SUPPLIED TEXT -
==================================================
Friday, August 01, 2008

BlogPostAnswer.hs

{-

Intro


-}
module BlogPostAnswer where

import System.Environment

{-

This is haskell source code, which relates
to a nice blog post of someone comparing
java with python.

Original post



I picked some of the python-java comparisons
from that post, which I would like to
extend in order to contrast java and python
with haskell.

You can actually use the complete post as a
haskell source code file. All prose is
embedded in "{-" and "-}", wich are the block
comment tokens in haskell syntax.

I am a beginner haskell-hacker, and I dont have
a clue about python, so enlighten me, if you spot
a mistake.

Like python, haskell allows you to use indenting
as part of the syntax, unlike python however, you
also have the choice of using "{", "}" and ";"
instead of, or combined with, indentation.

Also, like in python, and unlike java you don't need
to put type declarations into you source code.

The step from java to haskell is
not the step from a statically typed language
to a dynamically typed language. Neither is java
really statically typed, nor is haskell
dynamic.
The opposite is true, haskell has a far stricter static
typesystem than java has, but it uses a variation
of the Hindley-Milner typesystem wich includes
type inference - This effectivly frees one from
writing type specs in most cases.

Haskell has a rich typesystem with all kinds of
good stuff. For someone who knows
C++ template programming, learning haskell might be
easier than learning java 5 generics.

I will try to give code examples in haskell, that
roughly correspond to the java and python code examples
from the blog post.

Plase aquire ghc and load this blogpost as haskell file.
Every piece of code shown here, is complete and can be
executed in the interactice haskell shell called ghci.

Assuming ghci is started in the director where textfile
with this source is located, the following commands
should be typed at the ghci prompt in order to compile and
load the code:

> :l (name of file)

(this loads the code)

Now you can call every function in this source code from the prompt
by writing the name and the arguments of that function seperated by
spaces.
i.e.

> test_matches_2

to run the "main" function, you must compile the file outside the interactive shell and
start the programm from the commandline like this:

bash $ ghc --make (nameofsourcefile)
bash $ ./(nameofsourcefile) "hallo welt"
==================================================
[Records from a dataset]
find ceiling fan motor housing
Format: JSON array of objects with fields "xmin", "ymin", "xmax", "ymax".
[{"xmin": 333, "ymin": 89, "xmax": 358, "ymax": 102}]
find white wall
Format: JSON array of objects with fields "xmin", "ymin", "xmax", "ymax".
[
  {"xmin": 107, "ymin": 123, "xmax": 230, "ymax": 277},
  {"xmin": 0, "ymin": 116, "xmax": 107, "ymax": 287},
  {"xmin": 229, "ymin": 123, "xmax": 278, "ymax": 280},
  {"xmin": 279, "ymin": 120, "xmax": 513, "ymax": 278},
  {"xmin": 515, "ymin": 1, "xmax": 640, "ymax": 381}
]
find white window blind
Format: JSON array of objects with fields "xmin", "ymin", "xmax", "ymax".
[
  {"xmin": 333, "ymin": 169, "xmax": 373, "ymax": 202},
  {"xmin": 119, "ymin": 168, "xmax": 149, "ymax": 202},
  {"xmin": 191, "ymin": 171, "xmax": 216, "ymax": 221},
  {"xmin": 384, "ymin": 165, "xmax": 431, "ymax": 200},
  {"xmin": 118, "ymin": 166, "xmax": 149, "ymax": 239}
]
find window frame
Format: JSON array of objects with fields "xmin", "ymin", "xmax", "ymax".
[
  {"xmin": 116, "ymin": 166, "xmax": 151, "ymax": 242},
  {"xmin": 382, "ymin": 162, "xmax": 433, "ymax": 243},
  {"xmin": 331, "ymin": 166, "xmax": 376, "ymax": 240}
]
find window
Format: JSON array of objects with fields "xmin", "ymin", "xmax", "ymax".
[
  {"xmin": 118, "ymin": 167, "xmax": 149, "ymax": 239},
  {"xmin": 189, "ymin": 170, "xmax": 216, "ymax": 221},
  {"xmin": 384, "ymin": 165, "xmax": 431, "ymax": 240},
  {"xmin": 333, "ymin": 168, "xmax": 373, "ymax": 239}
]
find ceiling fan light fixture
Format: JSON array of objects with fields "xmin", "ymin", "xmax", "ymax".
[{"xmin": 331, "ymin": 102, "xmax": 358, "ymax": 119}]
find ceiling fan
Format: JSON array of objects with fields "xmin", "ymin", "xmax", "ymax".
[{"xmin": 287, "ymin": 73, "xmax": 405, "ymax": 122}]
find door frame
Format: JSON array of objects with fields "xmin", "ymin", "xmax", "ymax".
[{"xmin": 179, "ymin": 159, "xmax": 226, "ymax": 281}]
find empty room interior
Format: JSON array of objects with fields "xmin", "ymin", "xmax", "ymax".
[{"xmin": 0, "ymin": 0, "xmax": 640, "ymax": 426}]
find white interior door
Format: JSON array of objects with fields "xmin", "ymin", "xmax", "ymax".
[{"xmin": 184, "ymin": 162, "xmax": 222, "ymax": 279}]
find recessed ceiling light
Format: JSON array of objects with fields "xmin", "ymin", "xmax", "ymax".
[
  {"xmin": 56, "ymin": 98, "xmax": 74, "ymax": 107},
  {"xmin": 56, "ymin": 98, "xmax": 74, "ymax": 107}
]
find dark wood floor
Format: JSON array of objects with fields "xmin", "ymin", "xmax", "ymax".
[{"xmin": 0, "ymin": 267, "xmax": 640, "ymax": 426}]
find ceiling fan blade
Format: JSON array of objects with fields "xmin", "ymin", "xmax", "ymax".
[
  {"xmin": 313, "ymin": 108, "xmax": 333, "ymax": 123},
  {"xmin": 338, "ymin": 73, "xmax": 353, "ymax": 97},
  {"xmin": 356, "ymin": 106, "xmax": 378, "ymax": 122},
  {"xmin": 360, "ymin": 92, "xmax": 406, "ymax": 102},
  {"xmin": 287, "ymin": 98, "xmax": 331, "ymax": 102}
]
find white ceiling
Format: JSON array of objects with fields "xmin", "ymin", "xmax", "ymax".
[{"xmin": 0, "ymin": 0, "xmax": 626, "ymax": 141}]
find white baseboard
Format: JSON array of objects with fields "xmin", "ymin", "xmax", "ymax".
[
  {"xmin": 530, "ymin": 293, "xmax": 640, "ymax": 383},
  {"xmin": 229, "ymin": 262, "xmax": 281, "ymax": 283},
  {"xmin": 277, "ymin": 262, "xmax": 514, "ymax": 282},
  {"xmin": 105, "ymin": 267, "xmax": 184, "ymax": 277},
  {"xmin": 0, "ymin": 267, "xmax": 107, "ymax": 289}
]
==================================================
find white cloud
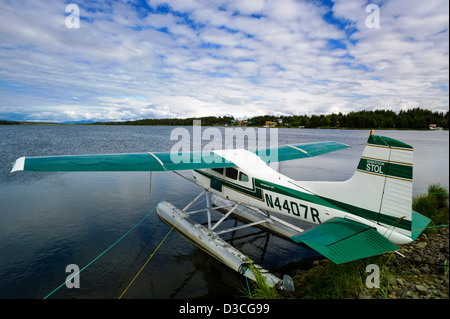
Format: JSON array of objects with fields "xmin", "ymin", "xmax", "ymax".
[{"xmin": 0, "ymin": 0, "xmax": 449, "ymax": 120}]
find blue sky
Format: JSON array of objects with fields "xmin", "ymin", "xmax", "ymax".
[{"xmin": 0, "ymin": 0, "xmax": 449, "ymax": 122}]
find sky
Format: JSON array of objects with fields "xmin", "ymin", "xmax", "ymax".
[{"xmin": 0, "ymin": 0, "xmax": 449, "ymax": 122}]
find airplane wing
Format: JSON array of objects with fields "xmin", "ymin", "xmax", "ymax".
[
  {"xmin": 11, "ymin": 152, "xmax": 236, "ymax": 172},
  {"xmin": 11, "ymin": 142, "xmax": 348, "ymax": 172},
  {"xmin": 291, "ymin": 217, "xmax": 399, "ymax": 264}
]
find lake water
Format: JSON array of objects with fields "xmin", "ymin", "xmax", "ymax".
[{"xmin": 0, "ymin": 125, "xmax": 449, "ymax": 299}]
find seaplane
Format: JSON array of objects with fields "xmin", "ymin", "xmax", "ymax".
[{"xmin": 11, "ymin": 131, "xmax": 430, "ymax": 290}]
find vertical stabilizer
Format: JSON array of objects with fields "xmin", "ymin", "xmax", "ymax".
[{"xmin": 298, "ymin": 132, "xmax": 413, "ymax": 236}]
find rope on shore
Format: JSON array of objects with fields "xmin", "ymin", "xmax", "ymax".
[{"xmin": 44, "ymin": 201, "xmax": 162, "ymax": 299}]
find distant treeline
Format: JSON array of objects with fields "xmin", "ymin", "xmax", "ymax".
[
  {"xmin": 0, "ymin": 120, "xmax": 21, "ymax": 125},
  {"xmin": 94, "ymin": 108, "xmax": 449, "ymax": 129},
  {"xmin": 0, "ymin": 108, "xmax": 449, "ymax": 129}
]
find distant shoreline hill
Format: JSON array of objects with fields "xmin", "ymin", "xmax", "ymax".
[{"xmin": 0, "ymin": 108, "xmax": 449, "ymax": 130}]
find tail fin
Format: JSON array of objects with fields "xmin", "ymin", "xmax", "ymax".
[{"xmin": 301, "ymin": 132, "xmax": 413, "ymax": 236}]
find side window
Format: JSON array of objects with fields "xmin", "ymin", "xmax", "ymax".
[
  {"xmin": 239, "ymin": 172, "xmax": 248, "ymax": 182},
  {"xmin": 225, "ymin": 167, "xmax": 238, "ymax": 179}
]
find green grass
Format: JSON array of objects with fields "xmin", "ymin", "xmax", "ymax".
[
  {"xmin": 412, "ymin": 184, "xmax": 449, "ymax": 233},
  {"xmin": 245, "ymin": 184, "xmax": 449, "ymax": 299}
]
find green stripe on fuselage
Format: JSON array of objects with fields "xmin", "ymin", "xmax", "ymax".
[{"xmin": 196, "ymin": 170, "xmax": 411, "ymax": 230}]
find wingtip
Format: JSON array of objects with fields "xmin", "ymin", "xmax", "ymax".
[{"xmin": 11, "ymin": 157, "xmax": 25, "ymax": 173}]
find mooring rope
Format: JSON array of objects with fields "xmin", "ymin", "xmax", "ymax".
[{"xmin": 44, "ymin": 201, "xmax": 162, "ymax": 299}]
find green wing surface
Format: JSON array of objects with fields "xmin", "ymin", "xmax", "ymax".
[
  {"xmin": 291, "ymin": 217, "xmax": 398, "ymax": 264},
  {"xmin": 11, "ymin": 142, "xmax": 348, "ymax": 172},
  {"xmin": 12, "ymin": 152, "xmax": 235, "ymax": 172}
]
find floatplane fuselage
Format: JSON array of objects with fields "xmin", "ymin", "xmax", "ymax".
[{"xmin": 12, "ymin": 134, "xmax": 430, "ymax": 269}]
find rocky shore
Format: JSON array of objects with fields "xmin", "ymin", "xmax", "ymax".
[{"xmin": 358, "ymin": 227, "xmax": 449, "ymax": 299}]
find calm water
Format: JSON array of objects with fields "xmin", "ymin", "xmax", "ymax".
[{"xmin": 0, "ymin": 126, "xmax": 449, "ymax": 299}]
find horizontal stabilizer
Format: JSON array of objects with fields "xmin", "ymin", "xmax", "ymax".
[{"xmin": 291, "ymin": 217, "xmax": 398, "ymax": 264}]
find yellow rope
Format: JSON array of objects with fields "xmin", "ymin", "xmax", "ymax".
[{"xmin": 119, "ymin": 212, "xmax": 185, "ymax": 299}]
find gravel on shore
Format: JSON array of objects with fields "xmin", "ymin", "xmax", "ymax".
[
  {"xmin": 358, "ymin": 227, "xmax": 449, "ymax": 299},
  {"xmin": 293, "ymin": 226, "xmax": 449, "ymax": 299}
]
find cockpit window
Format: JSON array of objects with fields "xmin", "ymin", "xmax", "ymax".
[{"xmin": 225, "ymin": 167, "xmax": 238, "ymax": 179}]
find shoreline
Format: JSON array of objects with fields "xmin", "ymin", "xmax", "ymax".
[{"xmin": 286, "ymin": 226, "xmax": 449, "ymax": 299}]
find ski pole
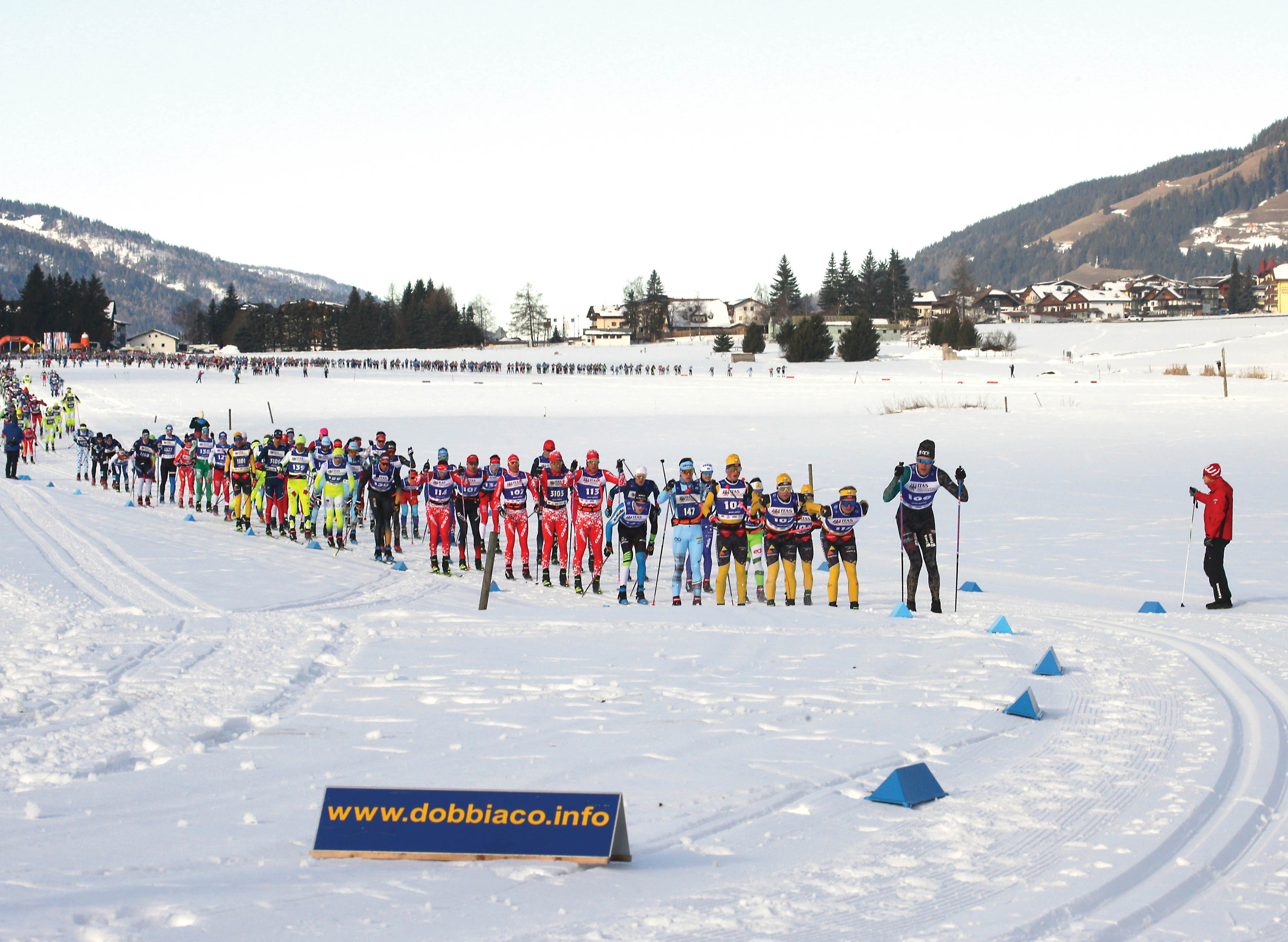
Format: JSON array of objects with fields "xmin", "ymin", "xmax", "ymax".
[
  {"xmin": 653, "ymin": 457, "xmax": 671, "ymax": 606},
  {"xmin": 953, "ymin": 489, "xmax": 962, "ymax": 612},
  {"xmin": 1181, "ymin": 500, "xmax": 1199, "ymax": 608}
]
==================================================
INSTRUCTIONS -
1 - Duplicate the Haskell post verbatim from "Also, like in" to "in most cases.".
2 - In the Haskell post, what is the interactive Haskell shell called?
3 - Supply the next part of the Haskell post, continuing after its final command line.
These lines are independent material and do not belong to the Haskell post.

TASK-BY-TASK OUTPUTS -
1 -
Also, like in python, and unlike java you don't need
to put type declarations into you source code.

The step from java to haskell is
not the step from a statically typed language
to a dynamically typed language. Neither is java
really statically typed, nor is haskell
dynamic.
The opposite is true, haskell has a far stricter static
typesystem than java has, but it uses a variation
of the Hindley-Milner typesystem wich includes
type inference - This effectivly frees one from
writing type specs in most cases.

2 - ghci

3 -
Again, let me remind the reader, that I am not
a haskell expert, and that there might be far
more elegant ways to do it.

ok, let's get started:

Observation 1: Haskell is a unique mixture of readability and brevity



Java:

public class Test
{
public static void main(String[] args)
{
for (String s : args[0].split("\\s+"))
System.out.println(s);

System.exit(0);
}
}

Haskell:

-}

main = getArgs >>= mapM putStrLn . words . head

{-

This examples pipes a list of command line parameters into the
functional combination of three functions that do the following in the
order they are listed:

  1. takes the first element and ignores the rest: "head"

  2. seperates this element into a list of words of wich the first element consists

  3. write each word seperated by a newline to the stdout


As you may have noticed:

  1. ">>=" pipes data

  2. "." combines two functions to a new function

  3. "mapM f" call the function "mapM" with the parameter "f"


Haskell function application syntax is very similar to the
typical unix shell function invocation syntax.
The name of the function and the arguments are put in a line
next to each other seperated by spaces instead of brackets.


Observation 2: No need for set/get methods in Haskell



One purpose of the 2nd code example from
the above mentioned blogpost is to show off
a nice python feature needed in a language
with mutable state and oo features like instance
variables.

Haskell has neither mutable variables nor objects with variables.
Haskell is a pure funcitonal programming language,
meaning that like erlang, haskell has no notion of
variables that may be changed after being bound.
The typical OO-Class system, having classes with
i.e. setters for properties is not possible in
haskell without rolling your own little object
system (wich isn't hard at all, but also not
necessary).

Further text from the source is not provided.